- _PROMPT_: Which lines of the data include the string "Objective"? List them all.

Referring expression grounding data
_ _ _ _ _ _ _

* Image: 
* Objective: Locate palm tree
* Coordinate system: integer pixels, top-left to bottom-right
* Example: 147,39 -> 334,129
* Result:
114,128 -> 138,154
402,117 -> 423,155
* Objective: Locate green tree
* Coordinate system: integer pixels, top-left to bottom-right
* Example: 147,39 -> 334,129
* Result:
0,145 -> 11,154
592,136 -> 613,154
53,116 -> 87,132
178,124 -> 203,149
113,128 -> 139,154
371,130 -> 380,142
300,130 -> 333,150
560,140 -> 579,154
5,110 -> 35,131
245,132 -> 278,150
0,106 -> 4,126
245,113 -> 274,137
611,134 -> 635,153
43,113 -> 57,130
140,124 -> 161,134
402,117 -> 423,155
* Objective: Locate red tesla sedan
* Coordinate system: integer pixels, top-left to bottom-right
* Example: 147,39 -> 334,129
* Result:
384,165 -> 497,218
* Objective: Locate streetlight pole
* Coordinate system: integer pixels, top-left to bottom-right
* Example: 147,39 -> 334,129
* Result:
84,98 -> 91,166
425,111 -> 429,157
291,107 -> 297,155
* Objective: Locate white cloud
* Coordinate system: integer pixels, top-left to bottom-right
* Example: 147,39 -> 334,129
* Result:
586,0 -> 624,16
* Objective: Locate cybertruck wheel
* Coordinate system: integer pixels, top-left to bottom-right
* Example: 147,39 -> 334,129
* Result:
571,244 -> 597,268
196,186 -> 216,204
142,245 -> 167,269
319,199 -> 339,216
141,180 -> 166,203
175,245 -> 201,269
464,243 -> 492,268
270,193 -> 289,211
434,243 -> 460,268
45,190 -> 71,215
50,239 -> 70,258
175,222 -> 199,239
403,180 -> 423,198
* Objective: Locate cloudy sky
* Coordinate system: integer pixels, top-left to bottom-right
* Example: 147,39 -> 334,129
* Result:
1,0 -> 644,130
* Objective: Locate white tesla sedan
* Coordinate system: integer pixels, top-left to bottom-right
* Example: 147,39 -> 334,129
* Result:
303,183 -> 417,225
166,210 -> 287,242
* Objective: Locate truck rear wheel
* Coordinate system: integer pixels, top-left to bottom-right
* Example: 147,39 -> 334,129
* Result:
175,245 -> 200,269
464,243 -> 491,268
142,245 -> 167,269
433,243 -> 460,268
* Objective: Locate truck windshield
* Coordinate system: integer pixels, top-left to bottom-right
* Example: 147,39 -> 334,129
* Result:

_ _ _ _ _ _ _

- _THE ANSWER_:
* Objective: Locate palm tree
* Objective: Locate green tree
* Objective: Locate red tesla sedan
* Objective: Locate streetlight pole
* Objective: Locate white cloud
* Objective: Locate cybertruck wheel
* Objective: Locate cloudy sky
* Objective: Locate white tesla sedan
* Objective: Locate truck rear wheel
* Objective: Locate truck windshield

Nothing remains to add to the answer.